Image point annotation items
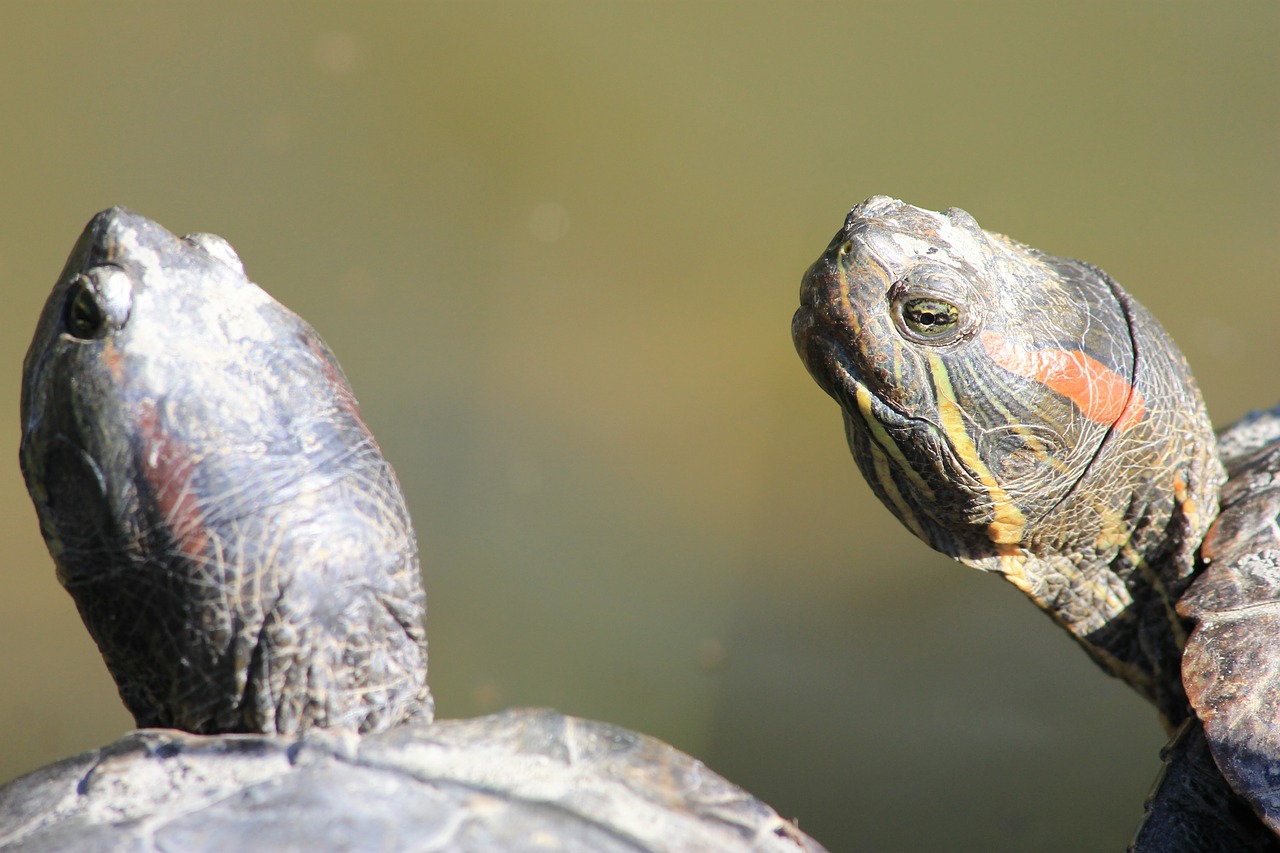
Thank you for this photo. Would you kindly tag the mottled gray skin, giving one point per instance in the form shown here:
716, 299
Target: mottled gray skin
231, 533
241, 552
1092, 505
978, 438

What the exercise asks — Express each line of all the items above as a Markdown table with the columns "Row" and "Line," numbering the rows in order. Skip blank lines and leave the pictures out.

Full response —
| Row | Line |
|---|---|
| 1 | Thank you for this photo. Would you kindly tag the mottled gray skin, giving one point per instance in the form shown here: |
| 2 | 716, 299 |
| 3 | Target: mottled gray skin |
| 4 | 231, 533 |
| 5 | 241, 552 |
| 6 | 1092, 505 |
| 7 | 978, 438 |